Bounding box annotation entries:
— Begin —
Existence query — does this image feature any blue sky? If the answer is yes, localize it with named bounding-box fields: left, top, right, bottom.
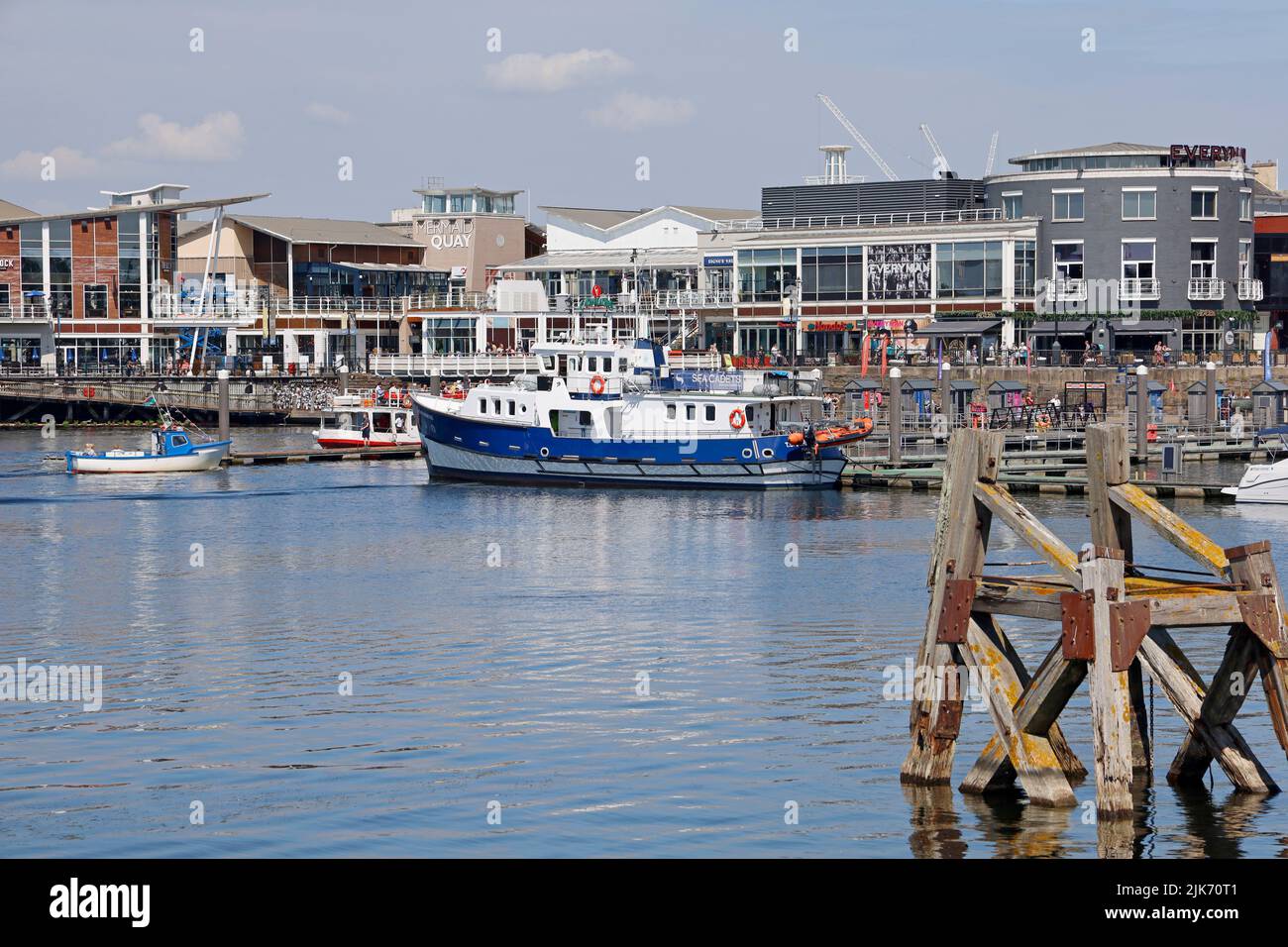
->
left=0, top=0, right=1288, bottom=220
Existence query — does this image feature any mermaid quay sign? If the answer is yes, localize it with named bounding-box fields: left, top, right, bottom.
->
left=416, top=220, right=474, bottom=250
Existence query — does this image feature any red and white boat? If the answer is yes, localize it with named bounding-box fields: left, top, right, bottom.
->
— End —
### Task instructions
Set out the material above as a numbered list, skipping any blank lines and omitting the pictures.

### Correct result
1. Existence query — does this image feature any blue sky? If the answer is yes, localize it with named bounding-box fields: left, top, right, bottom.
2. ->
3. left=0, top=0, right=1288, bottom=220
4. Existence query — does this image feature any mermaid quay sign? If the answer is yes, localize it with named bounding-box fields: left, top, right, bottom.
5. ->
6. left=416, top=220, right=474, bottom=250
7. Existence query — does this image feature any red and white boat? If the answer is yes, localize it with named bounding-box fields: left, top, right, bottom.
8. ->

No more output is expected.